* [Direction]: Find each line in the listing below that contains the word "concrete", matching case, and copy those lines.

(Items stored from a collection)
--------------------
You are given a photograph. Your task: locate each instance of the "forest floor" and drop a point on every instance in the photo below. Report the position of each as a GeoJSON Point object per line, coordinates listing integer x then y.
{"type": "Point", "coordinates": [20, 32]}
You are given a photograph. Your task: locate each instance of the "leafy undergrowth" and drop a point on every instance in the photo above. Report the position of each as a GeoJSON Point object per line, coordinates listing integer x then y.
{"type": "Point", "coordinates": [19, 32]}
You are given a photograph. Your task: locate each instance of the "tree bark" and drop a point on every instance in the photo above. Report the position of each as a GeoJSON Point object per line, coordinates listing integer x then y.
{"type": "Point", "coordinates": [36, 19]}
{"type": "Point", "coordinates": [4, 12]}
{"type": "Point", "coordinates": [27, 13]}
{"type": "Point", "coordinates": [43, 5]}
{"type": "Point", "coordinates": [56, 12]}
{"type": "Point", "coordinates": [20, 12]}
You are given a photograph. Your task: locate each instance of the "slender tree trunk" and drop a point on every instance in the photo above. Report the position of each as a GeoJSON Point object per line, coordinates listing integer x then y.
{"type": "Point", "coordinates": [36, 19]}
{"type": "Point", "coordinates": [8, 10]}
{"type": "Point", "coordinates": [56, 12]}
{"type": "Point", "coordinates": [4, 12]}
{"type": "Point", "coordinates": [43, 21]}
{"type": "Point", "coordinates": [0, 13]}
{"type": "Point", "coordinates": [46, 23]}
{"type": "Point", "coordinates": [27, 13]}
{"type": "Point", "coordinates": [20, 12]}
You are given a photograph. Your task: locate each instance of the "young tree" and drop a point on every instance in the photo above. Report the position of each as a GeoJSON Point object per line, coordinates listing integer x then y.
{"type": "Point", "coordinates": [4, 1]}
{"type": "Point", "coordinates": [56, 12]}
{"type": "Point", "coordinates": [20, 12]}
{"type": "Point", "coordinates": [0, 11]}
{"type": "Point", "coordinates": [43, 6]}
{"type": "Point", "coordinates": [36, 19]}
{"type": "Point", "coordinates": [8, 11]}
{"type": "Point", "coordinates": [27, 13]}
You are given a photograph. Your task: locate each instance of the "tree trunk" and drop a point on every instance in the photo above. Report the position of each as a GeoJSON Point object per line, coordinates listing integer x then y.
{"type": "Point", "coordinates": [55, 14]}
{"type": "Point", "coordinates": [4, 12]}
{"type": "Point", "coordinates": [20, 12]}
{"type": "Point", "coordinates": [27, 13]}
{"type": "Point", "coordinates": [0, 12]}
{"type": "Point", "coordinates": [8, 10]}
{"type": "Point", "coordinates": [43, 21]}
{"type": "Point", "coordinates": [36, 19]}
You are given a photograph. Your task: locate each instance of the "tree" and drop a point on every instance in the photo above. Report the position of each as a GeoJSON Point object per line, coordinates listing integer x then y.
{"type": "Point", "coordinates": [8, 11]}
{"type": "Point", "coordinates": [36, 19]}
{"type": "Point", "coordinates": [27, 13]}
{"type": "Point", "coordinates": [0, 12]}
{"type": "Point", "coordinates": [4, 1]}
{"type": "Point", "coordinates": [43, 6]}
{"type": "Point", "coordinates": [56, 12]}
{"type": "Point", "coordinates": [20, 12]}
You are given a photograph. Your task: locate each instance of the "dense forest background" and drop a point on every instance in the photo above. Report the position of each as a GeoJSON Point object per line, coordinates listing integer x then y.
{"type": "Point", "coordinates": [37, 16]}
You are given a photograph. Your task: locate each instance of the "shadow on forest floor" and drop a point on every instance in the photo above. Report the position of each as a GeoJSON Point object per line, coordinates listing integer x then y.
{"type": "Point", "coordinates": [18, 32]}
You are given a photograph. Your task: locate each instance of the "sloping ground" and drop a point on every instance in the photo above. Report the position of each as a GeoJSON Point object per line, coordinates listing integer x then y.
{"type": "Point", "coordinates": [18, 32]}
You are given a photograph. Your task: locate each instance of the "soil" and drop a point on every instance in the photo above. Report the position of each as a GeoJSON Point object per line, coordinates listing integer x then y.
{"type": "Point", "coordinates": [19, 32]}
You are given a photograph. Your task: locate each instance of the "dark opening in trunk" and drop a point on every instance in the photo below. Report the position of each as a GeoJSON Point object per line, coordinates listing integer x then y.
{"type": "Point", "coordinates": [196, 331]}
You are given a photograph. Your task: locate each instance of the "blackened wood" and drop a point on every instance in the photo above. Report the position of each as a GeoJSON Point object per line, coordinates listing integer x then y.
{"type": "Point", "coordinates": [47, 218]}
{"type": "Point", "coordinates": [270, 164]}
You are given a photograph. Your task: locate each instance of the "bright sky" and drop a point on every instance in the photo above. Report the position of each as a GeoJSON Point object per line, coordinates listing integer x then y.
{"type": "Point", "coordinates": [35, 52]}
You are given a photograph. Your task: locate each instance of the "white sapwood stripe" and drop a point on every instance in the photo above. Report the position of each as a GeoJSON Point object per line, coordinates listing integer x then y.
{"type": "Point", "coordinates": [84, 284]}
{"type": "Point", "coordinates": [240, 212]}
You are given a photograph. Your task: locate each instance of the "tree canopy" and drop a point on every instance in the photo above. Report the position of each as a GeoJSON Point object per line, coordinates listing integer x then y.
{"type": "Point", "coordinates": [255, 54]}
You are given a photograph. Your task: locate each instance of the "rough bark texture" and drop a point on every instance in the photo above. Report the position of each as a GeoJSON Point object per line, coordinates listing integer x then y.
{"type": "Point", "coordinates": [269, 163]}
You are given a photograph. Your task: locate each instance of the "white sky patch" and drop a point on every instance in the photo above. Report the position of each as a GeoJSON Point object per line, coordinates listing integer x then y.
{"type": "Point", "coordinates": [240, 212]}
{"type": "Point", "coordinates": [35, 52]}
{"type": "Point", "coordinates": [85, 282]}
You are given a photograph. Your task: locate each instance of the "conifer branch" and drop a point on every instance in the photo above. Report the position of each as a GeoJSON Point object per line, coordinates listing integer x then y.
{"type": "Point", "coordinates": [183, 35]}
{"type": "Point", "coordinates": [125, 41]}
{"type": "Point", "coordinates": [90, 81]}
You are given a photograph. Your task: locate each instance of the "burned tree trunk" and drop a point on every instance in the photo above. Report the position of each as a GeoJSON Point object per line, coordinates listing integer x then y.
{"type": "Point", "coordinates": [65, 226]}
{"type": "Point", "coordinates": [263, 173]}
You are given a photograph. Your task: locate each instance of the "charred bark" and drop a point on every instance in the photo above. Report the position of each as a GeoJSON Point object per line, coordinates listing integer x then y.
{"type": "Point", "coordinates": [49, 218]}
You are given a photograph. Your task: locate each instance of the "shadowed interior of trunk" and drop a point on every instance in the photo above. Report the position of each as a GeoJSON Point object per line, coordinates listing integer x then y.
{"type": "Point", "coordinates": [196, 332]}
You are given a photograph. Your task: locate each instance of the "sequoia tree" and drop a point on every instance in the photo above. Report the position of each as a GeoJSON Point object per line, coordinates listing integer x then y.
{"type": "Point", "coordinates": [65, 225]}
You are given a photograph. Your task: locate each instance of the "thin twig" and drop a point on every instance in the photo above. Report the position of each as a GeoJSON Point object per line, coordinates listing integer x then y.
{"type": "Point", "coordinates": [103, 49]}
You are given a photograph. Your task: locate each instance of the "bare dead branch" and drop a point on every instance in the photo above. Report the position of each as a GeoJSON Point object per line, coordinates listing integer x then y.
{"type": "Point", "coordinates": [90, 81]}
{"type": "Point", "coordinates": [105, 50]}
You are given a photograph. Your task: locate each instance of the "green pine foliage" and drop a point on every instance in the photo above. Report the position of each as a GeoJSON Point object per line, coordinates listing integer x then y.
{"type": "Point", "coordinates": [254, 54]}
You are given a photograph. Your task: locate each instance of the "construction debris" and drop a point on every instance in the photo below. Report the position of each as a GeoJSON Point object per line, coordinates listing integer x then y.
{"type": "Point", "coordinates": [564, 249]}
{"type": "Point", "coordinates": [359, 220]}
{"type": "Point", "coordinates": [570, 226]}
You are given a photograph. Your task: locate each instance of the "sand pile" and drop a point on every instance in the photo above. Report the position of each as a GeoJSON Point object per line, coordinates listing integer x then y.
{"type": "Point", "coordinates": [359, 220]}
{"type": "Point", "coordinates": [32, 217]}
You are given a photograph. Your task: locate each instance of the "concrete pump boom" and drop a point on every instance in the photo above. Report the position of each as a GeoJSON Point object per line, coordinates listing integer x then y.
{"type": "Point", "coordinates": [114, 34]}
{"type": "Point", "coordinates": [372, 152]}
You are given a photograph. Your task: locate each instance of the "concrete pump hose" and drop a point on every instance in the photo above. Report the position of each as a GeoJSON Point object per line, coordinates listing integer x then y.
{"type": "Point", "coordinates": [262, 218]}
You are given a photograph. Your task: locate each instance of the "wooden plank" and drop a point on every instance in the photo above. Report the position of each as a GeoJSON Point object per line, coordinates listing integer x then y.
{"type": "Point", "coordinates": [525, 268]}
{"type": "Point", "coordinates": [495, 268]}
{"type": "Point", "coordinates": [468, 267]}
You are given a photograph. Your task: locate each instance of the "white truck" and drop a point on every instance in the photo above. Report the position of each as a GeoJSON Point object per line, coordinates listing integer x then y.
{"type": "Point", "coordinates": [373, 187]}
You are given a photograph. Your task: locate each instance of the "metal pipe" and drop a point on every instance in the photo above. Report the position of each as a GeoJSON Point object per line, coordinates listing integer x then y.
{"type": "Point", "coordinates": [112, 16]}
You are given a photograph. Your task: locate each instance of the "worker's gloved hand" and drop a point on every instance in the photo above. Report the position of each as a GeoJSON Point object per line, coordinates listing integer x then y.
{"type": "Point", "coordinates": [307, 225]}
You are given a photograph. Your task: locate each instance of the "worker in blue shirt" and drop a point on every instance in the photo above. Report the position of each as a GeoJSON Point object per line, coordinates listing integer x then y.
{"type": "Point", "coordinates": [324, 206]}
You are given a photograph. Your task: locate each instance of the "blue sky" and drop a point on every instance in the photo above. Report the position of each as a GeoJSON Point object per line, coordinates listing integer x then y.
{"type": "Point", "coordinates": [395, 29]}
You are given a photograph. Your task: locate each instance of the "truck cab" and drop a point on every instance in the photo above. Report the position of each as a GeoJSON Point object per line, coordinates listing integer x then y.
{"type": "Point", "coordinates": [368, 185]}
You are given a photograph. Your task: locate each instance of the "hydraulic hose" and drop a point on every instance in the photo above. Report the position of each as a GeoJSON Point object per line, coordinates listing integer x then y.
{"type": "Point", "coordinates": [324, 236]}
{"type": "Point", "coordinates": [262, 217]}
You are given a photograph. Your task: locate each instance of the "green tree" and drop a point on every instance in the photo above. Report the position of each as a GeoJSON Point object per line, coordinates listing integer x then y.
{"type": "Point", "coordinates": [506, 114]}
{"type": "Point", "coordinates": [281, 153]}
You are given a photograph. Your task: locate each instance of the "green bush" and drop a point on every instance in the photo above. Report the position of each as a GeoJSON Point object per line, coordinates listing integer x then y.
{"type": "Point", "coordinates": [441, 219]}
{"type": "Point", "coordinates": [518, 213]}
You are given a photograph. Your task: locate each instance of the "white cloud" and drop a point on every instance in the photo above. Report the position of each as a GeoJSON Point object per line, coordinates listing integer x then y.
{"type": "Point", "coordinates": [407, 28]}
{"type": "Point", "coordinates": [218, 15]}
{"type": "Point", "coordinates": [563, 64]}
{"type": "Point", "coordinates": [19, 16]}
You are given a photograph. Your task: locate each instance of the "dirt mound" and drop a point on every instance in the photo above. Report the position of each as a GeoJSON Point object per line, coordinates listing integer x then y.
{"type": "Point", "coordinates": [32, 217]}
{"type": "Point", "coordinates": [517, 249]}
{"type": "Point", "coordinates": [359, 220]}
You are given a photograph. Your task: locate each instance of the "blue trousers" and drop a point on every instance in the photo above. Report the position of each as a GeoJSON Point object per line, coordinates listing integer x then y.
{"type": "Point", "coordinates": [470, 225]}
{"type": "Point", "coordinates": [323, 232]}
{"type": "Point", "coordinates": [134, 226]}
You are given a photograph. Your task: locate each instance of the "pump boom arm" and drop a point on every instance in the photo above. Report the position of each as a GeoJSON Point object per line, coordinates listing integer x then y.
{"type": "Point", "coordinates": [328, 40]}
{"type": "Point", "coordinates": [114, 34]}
--------------------
* [Final answer]:
You are given a photograph. Your task: locate each instance of the "concrete pump boom" and drop a point on every instance in the photo above. Report the position of each as a GeoJSON Point object per line, coordinates listing integer x then y.
You are given a photograph. Your task: locate each instance of the "concrete pump hose" and drop a point on every instance in the photo above. Report the position of each as a GeoJSON Point object per line, coordinates listing integer x then y.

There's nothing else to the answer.